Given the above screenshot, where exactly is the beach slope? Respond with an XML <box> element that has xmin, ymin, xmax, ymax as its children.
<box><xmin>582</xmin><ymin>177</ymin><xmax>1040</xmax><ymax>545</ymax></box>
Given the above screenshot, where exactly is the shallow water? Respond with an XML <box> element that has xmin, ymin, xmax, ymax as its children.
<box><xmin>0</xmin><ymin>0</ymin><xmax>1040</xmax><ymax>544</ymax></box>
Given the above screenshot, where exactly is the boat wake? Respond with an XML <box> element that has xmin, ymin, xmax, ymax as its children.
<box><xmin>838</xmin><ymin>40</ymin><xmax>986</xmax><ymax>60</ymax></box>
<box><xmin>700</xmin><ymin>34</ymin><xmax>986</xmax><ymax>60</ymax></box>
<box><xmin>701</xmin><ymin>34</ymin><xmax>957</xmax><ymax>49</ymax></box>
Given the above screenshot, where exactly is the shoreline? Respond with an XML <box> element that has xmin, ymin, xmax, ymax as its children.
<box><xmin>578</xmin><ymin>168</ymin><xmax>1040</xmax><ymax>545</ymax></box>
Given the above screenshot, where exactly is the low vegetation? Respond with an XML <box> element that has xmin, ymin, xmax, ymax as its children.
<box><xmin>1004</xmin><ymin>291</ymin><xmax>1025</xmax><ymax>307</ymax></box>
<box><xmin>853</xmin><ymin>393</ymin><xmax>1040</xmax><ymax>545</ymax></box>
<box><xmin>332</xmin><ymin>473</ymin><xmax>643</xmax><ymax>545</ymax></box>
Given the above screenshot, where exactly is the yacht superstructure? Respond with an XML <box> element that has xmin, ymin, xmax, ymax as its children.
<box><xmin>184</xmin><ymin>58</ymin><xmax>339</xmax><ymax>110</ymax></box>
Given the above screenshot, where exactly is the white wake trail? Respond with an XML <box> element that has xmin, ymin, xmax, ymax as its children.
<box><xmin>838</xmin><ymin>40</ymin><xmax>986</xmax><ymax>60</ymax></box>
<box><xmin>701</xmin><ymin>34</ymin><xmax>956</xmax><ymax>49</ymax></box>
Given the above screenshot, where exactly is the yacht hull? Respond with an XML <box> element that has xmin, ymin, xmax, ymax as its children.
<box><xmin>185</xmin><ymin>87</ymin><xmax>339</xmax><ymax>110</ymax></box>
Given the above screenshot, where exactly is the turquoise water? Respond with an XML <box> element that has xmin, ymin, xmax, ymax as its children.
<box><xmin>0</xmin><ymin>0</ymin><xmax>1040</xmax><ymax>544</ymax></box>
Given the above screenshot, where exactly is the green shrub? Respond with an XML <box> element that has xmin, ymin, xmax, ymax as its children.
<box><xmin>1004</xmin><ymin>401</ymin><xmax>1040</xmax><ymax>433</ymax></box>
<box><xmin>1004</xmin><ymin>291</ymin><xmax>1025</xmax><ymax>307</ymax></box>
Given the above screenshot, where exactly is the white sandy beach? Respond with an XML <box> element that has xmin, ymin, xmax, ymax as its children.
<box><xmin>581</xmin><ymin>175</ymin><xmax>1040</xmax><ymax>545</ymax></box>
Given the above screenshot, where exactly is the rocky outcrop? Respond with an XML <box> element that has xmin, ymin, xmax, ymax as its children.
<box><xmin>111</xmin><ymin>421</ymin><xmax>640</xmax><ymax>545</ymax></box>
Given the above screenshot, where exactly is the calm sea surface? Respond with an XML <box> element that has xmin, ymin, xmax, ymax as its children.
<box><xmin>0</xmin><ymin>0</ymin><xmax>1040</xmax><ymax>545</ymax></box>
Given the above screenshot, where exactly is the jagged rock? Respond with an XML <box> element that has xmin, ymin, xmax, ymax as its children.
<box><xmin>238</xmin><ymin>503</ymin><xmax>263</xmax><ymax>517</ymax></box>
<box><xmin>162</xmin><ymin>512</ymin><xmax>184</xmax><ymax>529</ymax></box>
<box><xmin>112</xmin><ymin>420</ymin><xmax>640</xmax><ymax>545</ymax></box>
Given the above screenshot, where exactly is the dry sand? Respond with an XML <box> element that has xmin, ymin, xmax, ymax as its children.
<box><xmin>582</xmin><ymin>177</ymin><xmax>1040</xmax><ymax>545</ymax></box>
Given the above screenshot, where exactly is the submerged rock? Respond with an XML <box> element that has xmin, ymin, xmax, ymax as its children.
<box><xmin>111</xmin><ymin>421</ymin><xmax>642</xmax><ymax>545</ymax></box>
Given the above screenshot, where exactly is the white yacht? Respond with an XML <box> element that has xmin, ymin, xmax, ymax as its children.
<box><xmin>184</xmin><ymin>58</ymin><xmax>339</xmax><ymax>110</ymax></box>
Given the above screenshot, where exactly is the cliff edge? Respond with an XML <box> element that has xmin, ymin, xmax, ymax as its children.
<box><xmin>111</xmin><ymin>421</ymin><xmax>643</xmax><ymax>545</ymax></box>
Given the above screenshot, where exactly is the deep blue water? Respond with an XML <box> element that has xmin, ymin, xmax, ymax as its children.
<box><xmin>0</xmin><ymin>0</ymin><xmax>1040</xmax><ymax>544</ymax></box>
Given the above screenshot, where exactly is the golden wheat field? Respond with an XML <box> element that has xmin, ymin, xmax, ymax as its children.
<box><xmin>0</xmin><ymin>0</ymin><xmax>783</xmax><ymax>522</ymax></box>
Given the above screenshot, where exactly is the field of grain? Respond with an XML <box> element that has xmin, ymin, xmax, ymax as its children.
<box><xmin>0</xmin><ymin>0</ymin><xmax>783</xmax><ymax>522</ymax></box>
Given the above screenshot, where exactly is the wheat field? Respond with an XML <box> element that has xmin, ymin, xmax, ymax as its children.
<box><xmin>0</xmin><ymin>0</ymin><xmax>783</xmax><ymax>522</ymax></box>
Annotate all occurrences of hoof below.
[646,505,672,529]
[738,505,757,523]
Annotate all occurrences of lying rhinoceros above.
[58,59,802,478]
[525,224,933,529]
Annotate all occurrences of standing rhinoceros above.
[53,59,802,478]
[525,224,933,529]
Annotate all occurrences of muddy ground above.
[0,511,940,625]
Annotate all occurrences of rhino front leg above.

=-=-=-=-=

**What needs to be done:**
Copy out every line of the data above word for word, leaving nothing out and changing nothing.

**Task response:**
Given the above screenshot, where exactly is the beach slope? Respond with an XML <box> element that has xmin, ymin, xmax, ymax as its children.
<box><xmin>582</xmin><ymin>177</ymin><xmax>1040</xmax><ymax>545</ymax></box>
Given the above screenshot, where exactly is the shallow water? Respond with an XML <box> element that has xmin, ymin, xmax, ymax as its children.
<box><xmin>0</xmin><ymin>0</ymin><xmax>1040</xmax><ymax>544</ymax></box>
Given the above screenshot, where exactly is the boat wake? Respond with an XML <box> element that has xmin, ymin, xmax, ymax as its children.
<box><xmin>838</xmin><ymin>40</ymin><xmax>986</xmax><ymax>60</ymax></box>
<box><xmin>700</xmin><ymin>34</ymin><xmax>986</xmax><ymax>60</ymax></box>
<box><xmin>701</xmin><ymin>34</ymin><xmax>957</xmax><ymax>49</ymax></box>
Given the above screenshot, where exactly is the shoreline? Respond with an XML <box> element that has xmin, ymin, xmax, ymax as its children.
<box><xmin>578</xmin><ymin>168</ymin><xmax>1040</xmax><ymax>545</ymax></box>
Given the above screenshot, where exactly is the low vegetation? Respond with an XML <box> element that has xmin, ymin, xmax, ymax as its children.
<box><xmin>1004</xmin><ymin>291</ymin><xmax>1025</xmax><ymax>307</ymax></box>
<box><xmin>853</xmin><ymin>393</ymin><xmax>1040</xmax><ymax>545</ymax></box>
<box><xmin>332</xmin><ymin>473</ymin><xmax>643</xmax><ymax>545</ymax></box>
Given the above screenshot, where exactly is the yacht superstructure? Respond with an XML <box> element that has xmin, ymin, xmax, ymax as its children.
<box><xmin>184</xmin><ymin>58</ymin><xmax>339</xmax><ymax>110</ymax></box>
Given the above screenshot, where exactly is the white wake trail? Respond with an XML <box> element that has xmin, ymin, xmax, ymax as its children.
<box><xmin>838</xmin><ymin>40</ymin><xmax>986</xmax><ymax>60</ymax></box>
<box><xmin>701</xmin><ymin>34</ymin><xmax>956</xmax><ymax>49</ymax></box>
Given the above screenshot, where exactly is the yacht hull? Respond with an XML <box> element that has xmin, ymin, xmax, ymax as its children.
<box><xmin>185</xmin><ymin>87</ymin><xmax>339</xmax><ymax>110</ymax></box>
Given the above screenshot, where exactly is the turquoise water? Respond with an XML <box> element that has xmin, ymin, xmax, ymax as its children.
<box><xmin>0</xmin><ymin>0</ymin><xmax>1040</xmax><ymax>544</ymax></box>
Given the above screenshot, where exactly is the green shrub? Respond with an XML <box> element that has xmin, ymin, xmax, ymax as its children.
<box><xmin>1004</xmin><ymin>401</ymin><xmax>1040</xmax><ymax>433</ymax></box>
<box><xmin>1004</xmin><ymin>291</ymin><xmax>1025</xmax><ymax>307</ymax></box>
Given the above screenshot, where exactly is the white sandy beach? Respond with an XML <box> element that has xmin, ymin, xmax, ymax as its children.
<box><xmin>581</xmin><ymin>175</ymin><xmax>1040</xmax><ymax>545</ymax></box>
Given the above screenshot, where exactly is the rocky outcrop? Respond with an XML <box> element that has xmin, ymin, xmax, ymax as its children.
<box><xmin>111</xmin><ymin>421</ymin><xmax>640</xmax><ymax>545</ymax></box>
Given the above screenshot, where exactly is the calm sea surface? Respond with an XML <box> element that has xmin, ymin, xmax, ymax as its children.
<box><xmin>0</xmin><ymin>0</ymin><xmax>1040</xmax><ymax>545</ymax></box>
Given the above screenshot, where exactly is the jagged rock? Respond with an XML <box> element that has xmin, ymin, xmax, ymax as its children.
<box><xmin>238</xmin><ymin>503</ymin><xmax>263</xmax><ymax>517</ymax></box>
<box><xmin>162</xmin><ymin>512</ymin><xmax>184</xmax><ymax>529</ymax></box>
<box><xmin>112</xmin><ymin>420</ymin><xmax>640</xmax><ymax>545</ymax></box>
Given the above screenshot, where exactly is the dry sand? Respond with an XML <box> element that has xmin, ymin, xmax, ymax as its children.
<box><xmin>582</xmin><ymin>177</ymin><xmax>1040</xmax><ymax>545</ymax></box>
Given the above screenshot, where exactly is the submerged rock? Respond with an XML <box> element that has xmin, ymin, xmax, ymax as its children.
<box><xmin>111</xmin><ymin>421</ymin><xmax>642</xmax><ymax>545</ymax></box>
Given the above screenshot, where exactly is the white yacht? Respond with an XML <box> element that has xmin, ymin, xmax, ymax as its children.
<box><xmin>184</xmin><ymin>58</ymin><xmax>339</xmax><ymax>110</ymax></box>
Given the above screenshot, where exactly is the cliff edge? Respond with an XML <box> element that has xmin, ymin, xmax, ymax as its children.
<box><xmin>111</xmin><ymin>421</ymin><xmax>643</xmax><ymax>545</ymax></box>
Given the above screenshot, where exactly is the deep blue water? Respond with an XML <box> element that has xmin, ymin, xmax, ymax as its children.
<box><xmin>0</xmin><ymin>0</ymin><xmax>1040</xmax><ymax>544</ymax></box>
Given the above screenshot, where exactly is the golden wheat field? Respond with an XML <box> element that has xmin, ymin, xmax, ymax as its children.
<box><xmin>0</xmin><ymin>0</ymin><xmax>783</xmax><ymax>522</ymax></box>
Given the above screenshot, where exactly is the field of grain? Respond with an XML <box> element that has xmin, ymin, xmax, ymax as its children.
<box><xmin>0</xmin><ymin>0</ymin><xmax>783</xmax><ymax>522</ymax></box>
Given the above screenshot, where exactly is the wheat field? Respond with an XML <box> element that has xmin, ymin, xmax, ymax as its children.
<box><xmin>0</xmin><ymin>0</ymin><xmax>783</xmax><ymax>522</ymax></box>
Annotate all occurrences of hoof below.
[646,505,672,529]
[738,505,757,523]
Annotate all occurrences of lying rhinoceros above.
[58,59,802,478]
[525,224,933,529]
Annotate all occurrences of standing rhinoceros above.
[53,59,802,478]
[525,224,933,529]
Annotate all occurrences of muddy ground above.
[0,511,940,625]
Annotate all occurrences of rhino front leg above.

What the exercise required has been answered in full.